### YOUR GOAL
Copy every line of the material from the start through the line that contains "[357,1006,828,1092]", requests included. Offset each bounding-box coordinate in the answers by adding 72.

### Region labeling records
** Begin **
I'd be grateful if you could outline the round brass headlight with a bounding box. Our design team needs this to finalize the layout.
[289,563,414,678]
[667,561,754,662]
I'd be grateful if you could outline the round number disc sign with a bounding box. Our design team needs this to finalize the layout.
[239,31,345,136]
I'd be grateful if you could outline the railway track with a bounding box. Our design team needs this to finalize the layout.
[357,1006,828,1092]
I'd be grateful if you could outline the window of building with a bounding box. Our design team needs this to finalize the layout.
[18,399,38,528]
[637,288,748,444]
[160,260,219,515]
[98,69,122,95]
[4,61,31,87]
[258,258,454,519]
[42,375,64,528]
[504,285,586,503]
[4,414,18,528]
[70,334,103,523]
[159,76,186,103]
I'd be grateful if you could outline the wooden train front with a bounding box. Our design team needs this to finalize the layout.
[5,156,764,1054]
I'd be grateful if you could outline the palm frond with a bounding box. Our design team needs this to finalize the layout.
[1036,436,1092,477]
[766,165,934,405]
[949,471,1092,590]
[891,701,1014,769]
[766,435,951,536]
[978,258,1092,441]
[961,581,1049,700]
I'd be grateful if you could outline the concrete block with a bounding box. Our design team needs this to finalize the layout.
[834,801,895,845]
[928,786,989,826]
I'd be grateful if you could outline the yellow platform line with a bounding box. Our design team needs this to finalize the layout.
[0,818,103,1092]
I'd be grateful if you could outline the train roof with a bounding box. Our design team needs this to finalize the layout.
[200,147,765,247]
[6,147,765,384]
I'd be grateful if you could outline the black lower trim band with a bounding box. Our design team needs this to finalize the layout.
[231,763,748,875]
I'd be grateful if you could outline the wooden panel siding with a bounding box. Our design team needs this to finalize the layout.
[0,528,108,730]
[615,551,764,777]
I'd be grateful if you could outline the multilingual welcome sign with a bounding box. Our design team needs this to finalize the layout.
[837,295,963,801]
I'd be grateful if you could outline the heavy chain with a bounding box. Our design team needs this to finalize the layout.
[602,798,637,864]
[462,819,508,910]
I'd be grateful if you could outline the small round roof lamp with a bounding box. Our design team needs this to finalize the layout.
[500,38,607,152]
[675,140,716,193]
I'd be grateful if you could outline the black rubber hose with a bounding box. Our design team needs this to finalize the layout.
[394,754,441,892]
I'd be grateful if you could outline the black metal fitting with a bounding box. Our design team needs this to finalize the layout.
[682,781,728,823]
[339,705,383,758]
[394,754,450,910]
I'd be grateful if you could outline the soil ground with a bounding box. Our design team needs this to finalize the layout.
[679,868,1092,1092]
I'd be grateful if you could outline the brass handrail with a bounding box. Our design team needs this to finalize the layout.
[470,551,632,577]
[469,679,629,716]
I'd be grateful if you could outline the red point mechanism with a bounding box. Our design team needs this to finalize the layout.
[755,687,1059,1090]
** End **
### SOLUTION TO THIS PROBLEM
I'd be grateful if you could outline the round brass headlight with a bounding box. Our design team needs this to finalize the layout.
[361,635,486,750]
[739,633,826,734]
I'd be grateful if you could outline the round number disc sign with a bounding box. Our design team needs this to finalize the layout.
[311,103,417,208]
I'd be grateful if you could outline the railway track with a bounding box. Our design team needs this to finalize the layout.
[429,1078,900,1164]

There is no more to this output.